Supplied passage:

-
Ansi/Unicoding Encoding Issue
I've got a bit of an issue with reading a file correctly on NON English PC's.
I've just changed my Regional settings to CHINESE. Viewing the file in HEX seems to be replacing some characters, as the codepage has changed.
So the issue is, getting the correct codepage set in order for VB to read properly.
MultiByteToWideChar is way off....
strConv is way off...[/B]
Even calling the correct getACP setting is still off.
Any ideas?
-
Re: Ansi/Unicoding Encoding Issue
What kind of file are you talking about?
One written by your application?
-
Re: Ansi/Unicoding Encoding Issue
Quote:
Originally Posted by
Arnoutdv
What kind of file are you talking about?
One written by your application?
No. It's exported/created by another app.
-
Re: Ansi/Unicoding Encoding Issue
Lets assume your hex viewer isn't busted itself.
What encoding is the file written with? For Chinese it could be a number of things.
So much depends on the writing program.
-
Re: Ansi/Unicoding Encoding Issue
Quote:
Originally Posted by
some1uk03
No. It's exported/created by another app.
Is it a text file?
If it is then Textpad or Notepad++ should be able to read it and show what encoding is used.
UTF8/16, Unicode or whatever.
-
Re: Ansi/Unicoding Encoding Issue
Quote:
Originally Posted by
some1uk03
So the issue is, getting the correct codepage set in order for VB to read properly.
I think that you need to know in advance in what codeset was written an ANSI file.

(Stored entries)
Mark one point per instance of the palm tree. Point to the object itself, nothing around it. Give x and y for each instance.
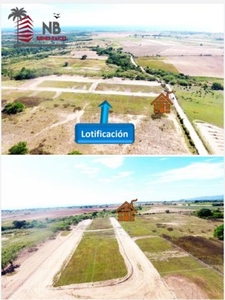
(17, 13)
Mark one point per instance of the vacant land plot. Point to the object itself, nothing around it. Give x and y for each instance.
(166, 46)
(99, 264)
(48, 121)
(129, 88)
(196, 279)
(210, 66)
(200, 104)
(65, 65)
(157, 63)
(212, 136)
(66, 84)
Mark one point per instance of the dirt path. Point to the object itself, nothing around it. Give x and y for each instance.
(213, 136)
(34, 277)
(144, 282)
(79, 91)
(37, 272)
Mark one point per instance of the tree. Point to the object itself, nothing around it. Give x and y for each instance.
(20, 148)
(75, 152)
(83, 57)
(19, 224)
(17, 13)
(217, 86)
(218, 232)
(204, 213)
(13, 108)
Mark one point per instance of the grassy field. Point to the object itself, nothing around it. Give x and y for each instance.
(173, 224)
(129, 88)
(100, 223)
(120, 104)
(194, 236)
(201, 105)
(14, 241)
(90, 67)
(156, 63)
(99, 264)
(66, 84)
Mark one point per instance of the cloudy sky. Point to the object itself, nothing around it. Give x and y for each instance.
(173, 16)
(48, 181)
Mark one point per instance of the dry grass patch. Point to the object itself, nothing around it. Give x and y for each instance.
(99, 263)
(65, 84)
(129, 88)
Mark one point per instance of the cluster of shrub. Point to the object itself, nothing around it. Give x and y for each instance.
(207, 213)
(169, 77)
(186, 131)
(123, 60)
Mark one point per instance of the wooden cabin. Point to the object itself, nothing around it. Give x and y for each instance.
(126, 211)
(162, 103)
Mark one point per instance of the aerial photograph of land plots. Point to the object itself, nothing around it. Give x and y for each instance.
(157, 69)
(112, 227)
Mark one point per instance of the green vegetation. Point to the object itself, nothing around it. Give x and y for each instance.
(156, 63)
(120, 104)
(20, 148)
(170, 260)
(219, 232)
(207, 213)
(209, 251)
(75, 152)
(13, 108)
(129, 88)
(20, 234)
(154, 244)
(217, 86)
(201, 104)
(122, 60)
(65, 84)
(99, 263)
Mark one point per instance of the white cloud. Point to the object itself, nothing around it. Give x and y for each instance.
(85, 169)
(194, 171)
(112, 162)
(117, 177)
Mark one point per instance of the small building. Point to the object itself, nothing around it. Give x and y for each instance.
(162, 103)
(126, 211)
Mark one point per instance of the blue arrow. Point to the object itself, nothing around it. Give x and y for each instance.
(105, 106)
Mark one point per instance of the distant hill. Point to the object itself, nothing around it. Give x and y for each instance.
(206, 198)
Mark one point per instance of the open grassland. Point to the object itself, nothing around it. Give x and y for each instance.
(100, 223)
(157, 63)
(65, 84)
(14, 241)
(120, 103)
(172, 224)
(210, 251)
(97, 247)
(64, 65)
(172, 261)
(202, 105)
(129, 88)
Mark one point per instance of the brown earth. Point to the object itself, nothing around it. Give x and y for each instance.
(183, 288)
(51, 130)
(53, 213)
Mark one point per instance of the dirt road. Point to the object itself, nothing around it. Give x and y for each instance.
(34, 278)
(195, 138)
(35, 275)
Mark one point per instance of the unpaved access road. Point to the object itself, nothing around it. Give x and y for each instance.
(36, 274)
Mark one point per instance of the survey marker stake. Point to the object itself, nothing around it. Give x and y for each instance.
(105, 106)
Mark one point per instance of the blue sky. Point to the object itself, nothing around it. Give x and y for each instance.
(48, 181)
(173, 16)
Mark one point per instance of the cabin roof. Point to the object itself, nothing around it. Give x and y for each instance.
(126, 204)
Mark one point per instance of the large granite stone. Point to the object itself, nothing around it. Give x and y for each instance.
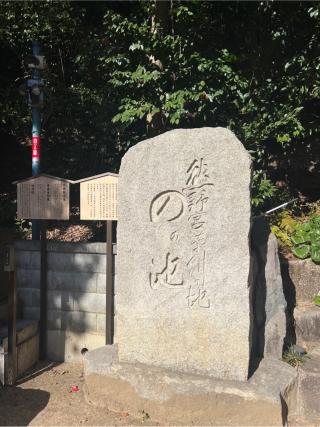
(183, 264)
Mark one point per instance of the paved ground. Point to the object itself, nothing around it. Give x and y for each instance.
(44, 398)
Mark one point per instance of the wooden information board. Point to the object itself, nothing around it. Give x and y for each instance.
(43, 197)
(98, 198)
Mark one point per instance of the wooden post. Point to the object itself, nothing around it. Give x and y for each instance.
(109, 284)
(43, 291)
(12, 316)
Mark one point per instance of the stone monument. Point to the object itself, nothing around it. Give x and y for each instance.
(198, 295)
(182, 286)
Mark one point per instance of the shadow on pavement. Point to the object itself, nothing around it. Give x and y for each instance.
(18, 407)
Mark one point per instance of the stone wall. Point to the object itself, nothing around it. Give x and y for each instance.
(76, 280)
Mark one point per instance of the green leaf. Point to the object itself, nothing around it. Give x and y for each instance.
(299, 237)
(302, 251)
(315, 253)
(316, 300)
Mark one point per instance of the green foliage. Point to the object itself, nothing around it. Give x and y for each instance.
(316, 300)
(306, 240)
(293, 357)
(120, 72)
(283, 226)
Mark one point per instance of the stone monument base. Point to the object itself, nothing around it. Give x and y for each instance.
(171, 397)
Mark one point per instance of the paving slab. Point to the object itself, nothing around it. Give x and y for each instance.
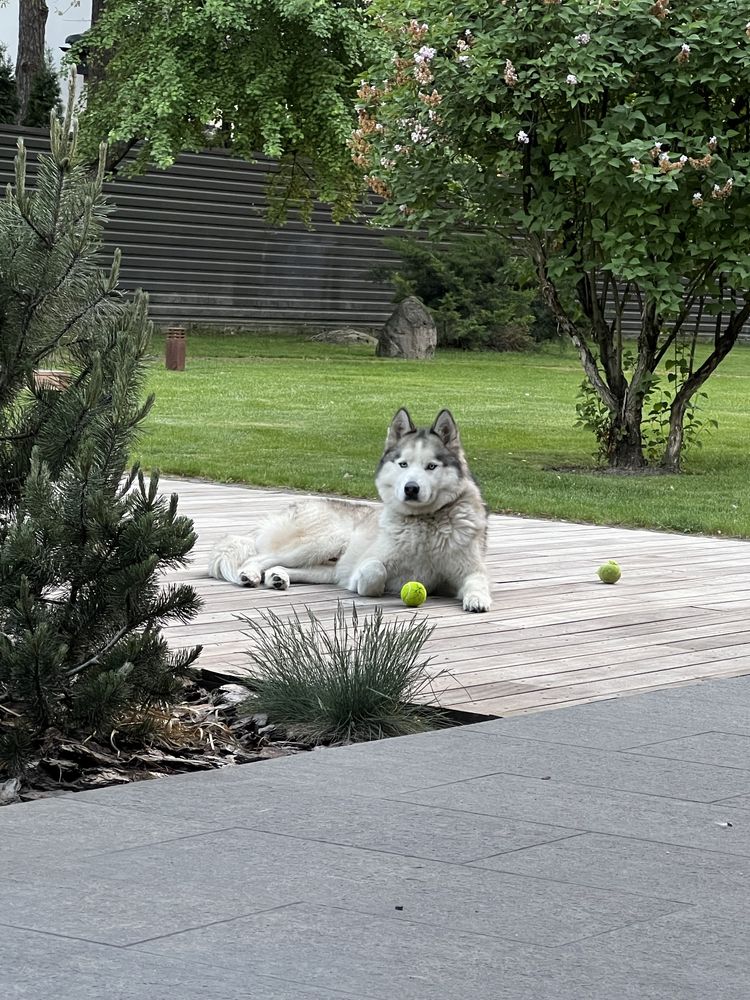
(32, 833)
(717, 881)
(725, 749)
(40, 966)
(130, 895)
(629, 723)
(687, 955)
(339, 949)
(646, 817)
(356, 821)
(604, 857)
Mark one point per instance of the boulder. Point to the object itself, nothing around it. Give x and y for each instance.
(345, 336)
(409, 332)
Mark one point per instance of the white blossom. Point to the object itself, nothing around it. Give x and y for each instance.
(424, 54)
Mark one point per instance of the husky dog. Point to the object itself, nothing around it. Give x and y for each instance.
(431, 527)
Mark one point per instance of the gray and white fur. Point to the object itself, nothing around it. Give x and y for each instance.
(431, 527)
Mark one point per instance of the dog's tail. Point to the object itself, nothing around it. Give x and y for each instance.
(229, 555)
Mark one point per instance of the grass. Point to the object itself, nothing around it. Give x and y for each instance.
(278, 410)
(356, 682)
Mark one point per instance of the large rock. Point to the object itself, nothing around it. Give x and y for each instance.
(409, 332)
(345, 336)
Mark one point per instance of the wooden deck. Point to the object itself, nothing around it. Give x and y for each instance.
(556, 636)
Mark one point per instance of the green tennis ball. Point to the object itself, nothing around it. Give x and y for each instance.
(610, 572)
(413, 593)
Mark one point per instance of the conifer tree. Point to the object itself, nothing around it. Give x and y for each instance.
(44, 96)
(8, 92)
(83, 537)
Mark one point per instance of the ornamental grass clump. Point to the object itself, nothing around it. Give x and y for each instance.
(355, 681)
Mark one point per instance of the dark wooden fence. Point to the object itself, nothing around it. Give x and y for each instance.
(195, 238)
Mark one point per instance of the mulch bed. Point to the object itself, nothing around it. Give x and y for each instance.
(209, 729)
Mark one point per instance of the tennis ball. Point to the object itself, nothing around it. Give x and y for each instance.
(610, 572)
(413, 593)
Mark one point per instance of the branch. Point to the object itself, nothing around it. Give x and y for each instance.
(74, 671)
(551, 298)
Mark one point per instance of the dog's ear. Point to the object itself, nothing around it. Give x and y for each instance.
(446, 429)
(400, 425)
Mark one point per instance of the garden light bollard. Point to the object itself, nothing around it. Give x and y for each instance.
(175, 353)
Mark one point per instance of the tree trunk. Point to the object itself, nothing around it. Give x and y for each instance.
(97, 59)
(625, 448)
(32, 21)
(722, 346)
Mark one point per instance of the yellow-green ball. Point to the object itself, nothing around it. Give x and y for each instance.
(413, 593)
(610, 572)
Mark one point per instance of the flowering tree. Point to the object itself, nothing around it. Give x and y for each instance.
(270, 76)
(613, 137)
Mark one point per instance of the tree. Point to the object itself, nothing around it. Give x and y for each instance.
(32, 21)
(45, 95)
(8, 92)
(274, 76)
(83, 539)
(612, 138)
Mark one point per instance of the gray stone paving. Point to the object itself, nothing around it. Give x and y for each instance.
(599, 852)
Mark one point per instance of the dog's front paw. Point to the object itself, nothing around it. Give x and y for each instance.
(277, 578)
(250, 574)
(477, 601)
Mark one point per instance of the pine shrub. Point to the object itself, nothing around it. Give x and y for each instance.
(83, 537)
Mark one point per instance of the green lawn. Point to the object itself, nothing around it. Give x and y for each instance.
(280, 411)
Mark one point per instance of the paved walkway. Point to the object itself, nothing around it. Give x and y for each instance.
(555, 636)
(599, 852)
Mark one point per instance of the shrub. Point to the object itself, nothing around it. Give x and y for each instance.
(477, 291)
(83, 538)
(356, 682)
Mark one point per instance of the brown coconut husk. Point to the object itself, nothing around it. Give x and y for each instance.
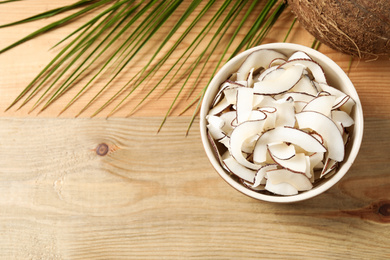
(356, 27)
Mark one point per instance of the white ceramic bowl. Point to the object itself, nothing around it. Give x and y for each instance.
(335, 77)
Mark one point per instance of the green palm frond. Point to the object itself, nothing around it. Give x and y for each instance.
(118, 33)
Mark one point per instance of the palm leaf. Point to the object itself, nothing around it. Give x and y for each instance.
(95, 51)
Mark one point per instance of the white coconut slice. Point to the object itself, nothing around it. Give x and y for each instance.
(225, 141)
(259, 176)
(308, 171)
(250, 80)
(256, 60)
(270, 120)
(285, 113)
(214, 126)
(321, 104)
(216, 133)
(278, 81)
(342, 117)
(231, 94)
(297, 180)
(345, 104)
(284, 189)
(218, 108)
(329, 166)
(296, 96)
(266, 72)
(297, 163)
(239, 135)
(316, 161)
(228, 118)
(285, 134)
(281, 150)
(276, 62)
(215, 121)
(305, 85)
(239, 170)
(321, 86)
(298, 106)
(244, 104)
(313, 67)
(325, 127)
(257, 115)
(299, 55)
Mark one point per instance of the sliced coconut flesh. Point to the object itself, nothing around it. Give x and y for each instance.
(257, 59)
(285, 134)
(297, 163)
(321, 104)
(260, 174)
(305, 85)
(325, 127)
(239, 135)
(281, 150)
(299, 55)
(278, 81)
(280, 126)
(297, 180)
(244, 104)
(310, 65)
(284, 189)
(239, 170)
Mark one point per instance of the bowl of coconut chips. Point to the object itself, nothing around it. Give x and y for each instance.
(281, 122)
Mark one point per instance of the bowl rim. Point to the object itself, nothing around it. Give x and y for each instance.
(357, 133)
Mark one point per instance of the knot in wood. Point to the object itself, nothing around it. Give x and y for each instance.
(384, 209)
(102, 149)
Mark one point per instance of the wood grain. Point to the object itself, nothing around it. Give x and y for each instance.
(20, 65)
(155, 196)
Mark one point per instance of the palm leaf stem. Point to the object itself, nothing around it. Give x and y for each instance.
(50, 13)
(118, 19)
(81, 47)
(130, 40)
(167, 55)
(269, 23)
(189, 28)
(48, 68)
(192, 47)
(160, 20)
(56, 24)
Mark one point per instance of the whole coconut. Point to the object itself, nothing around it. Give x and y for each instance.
(356, 27)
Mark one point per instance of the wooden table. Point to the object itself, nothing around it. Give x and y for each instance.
(115, 189)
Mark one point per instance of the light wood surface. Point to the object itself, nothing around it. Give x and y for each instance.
(115, 189)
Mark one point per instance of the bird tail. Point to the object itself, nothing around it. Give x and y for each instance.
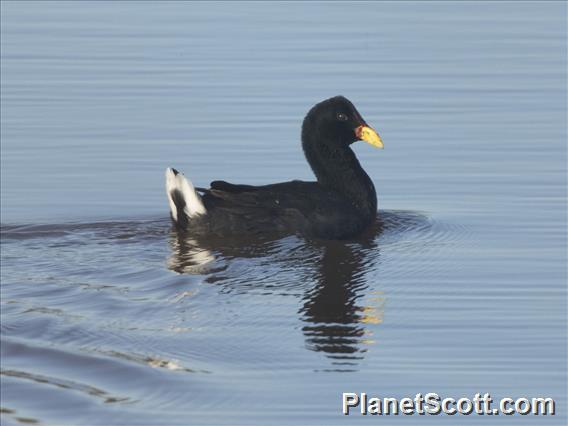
(185, 202)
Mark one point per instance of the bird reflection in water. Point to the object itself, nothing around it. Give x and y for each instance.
(338, 308)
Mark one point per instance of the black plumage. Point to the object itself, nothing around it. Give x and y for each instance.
(340, 204)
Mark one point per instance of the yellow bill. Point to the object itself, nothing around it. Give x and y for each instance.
(368, 135)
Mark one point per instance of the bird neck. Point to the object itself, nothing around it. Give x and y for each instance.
(337, 168)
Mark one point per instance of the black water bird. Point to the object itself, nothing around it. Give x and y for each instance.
(342, 203)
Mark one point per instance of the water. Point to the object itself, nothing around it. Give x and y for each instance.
(109, 318)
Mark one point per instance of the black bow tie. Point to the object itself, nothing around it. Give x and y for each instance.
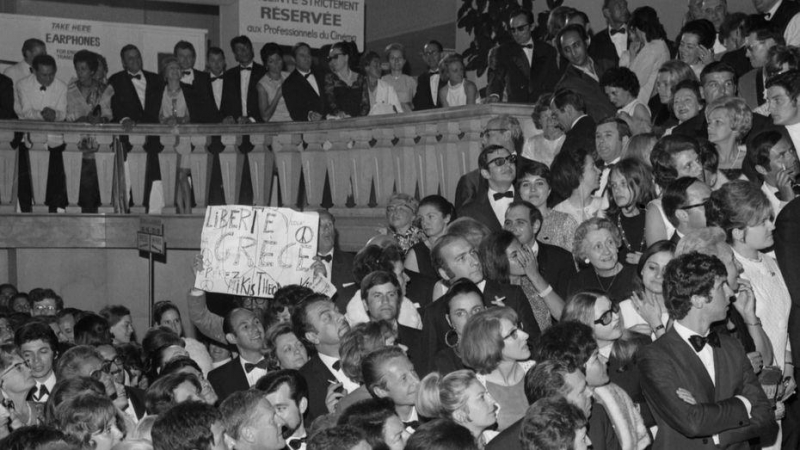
(297, 443)
(248, 367)
(413, 424)
(698, 342)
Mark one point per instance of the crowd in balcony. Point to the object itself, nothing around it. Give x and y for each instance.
(627, 279)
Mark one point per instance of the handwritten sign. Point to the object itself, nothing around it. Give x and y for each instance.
(253, 251)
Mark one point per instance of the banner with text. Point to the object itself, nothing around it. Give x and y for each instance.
(64, 37)
(253, 251)
(315, 22)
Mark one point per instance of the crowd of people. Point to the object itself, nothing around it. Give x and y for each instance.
(623, 280)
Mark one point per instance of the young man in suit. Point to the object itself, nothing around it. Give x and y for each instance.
(243, 329)
(302, 89)
(521, 71)
(429, 83)
(583, 73)
(700, 385)
(320, 325)
(555, 265)
(239, 94)
(137, 92)
(498, 166)
(612, 41)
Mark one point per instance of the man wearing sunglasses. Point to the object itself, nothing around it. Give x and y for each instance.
(498, 166)
(521, 71)
(684, 203)
(699, 384)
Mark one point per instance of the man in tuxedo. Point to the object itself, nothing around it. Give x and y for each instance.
(611, 42)
(239, 94)
(498, 166)
(570, 111)
(320, 325)
(700, 385)
(137, 92)
(521, 71)
(583, 73)
(429, 83)
(287, 391)
(555, 264)
(302, 89)
(200, 82)
(243, 329)
(455, 258)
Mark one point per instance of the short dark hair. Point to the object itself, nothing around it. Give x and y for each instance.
(551, 424)
(184, 45)
(621, 78)
(342, 437)
(43, 60)
(272, 381)
(186, 426)
(688, 275)
(569, 341)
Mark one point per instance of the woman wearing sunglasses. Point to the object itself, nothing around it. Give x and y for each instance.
(496, 347)
(16, 382)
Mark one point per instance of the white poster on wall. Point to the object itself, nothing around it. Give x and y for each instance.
(315, 22)
(64, 37)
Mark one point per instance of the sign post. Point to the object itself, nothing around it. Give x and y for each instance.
(150, 240)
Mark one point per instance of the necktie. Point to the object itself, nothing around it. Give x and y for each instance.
(297, 443)
(698, 342)
(248, 367)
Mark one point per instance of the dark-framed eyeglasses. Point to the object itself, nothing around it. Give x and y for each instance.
(608, 316)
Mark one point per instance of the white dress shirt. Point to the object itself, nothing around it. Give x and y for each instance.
(30, 99)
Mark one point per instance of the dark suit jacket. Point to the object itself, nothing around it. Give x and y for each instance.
(7, 98)
(301, 98)
(597, 104)
(231, 104)
(669, 363)
(581, 135)
(423, 98)
(434, 323)
(603, 48)
(510, 73)
(317, 377)
(125, 102)
(787, 251)
(228, 378)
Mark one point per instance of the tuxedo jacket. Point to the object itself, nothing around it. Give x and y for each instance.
(317, 376)
(602, 47)
(301, 98)
(511, 74)
(423, 98)
(787, 251)
(581, 135)
(434, 323)
(597, 104)
(228, 378)
(125, 102)
(7, 98)
(670, 363)
(231, 103)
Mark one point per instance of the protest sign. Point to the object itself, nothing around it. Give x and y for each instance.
(253, 251)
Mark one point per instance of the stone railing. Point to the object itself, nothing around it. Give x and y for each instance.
(351, 166)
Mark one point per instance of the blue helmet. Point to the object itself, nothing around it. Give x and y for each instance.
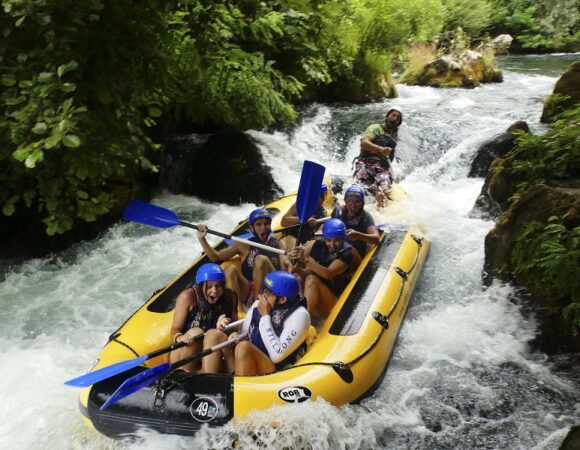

Work to do:
A: In the encoding thread, the original poster names the functions and settings they tried that still give wrong results. List them.
B: Answer these questions from the encoding thread:
(i) To which language did the original poster switch the regional settings?
(ii) Where does the file being read come from?
(iii) Which two programs are suggested for showing what encoding a text file uses?
C: Resume the encoding thread after its last reply.

Responses for each task:
A:
MultiByteToWideChar
strConv
getACP

B:
(i) Chinese.
(ii) It is exported or created by another app.
(iii) Textpad and Notepad++.

C:
Perhaps with statistical analysis of the content it could be guessed, but to my understanding that's not what programs do normally.
-
Re: Ansi/Unicoding Encoding Issue
Quote:
Originally Posted by
dilettante
Lets assume your hex viewer isn't busted itself.
What encoding is the file written with? For Chinese it could be a number of things.
So much depends on the writing program.
I have an example of the output from the ENGLISH Locale version to compare with.
The Default viewing on hex is ANSI, however, if i change the Encoding to Chinese Simplified, then it matches the English Local version.
Quote:
Originally Posted by
Arnoutdv
Is it a text file?
If it is then Textpad or Notepad++ should be able to read it and show what encoding is used.
UTF8/16, Unicode or whatever.
Not a text file, but a custom file format.
As another app is outputting the data, im not sure what encoding/codepage they're outputting as, but presumably the default system codepage.
-
Re: Ansi/Unicoding Encoding Issue
Quote:
Originally Posted by
some1uk03
. . . but presumably the default system codepage.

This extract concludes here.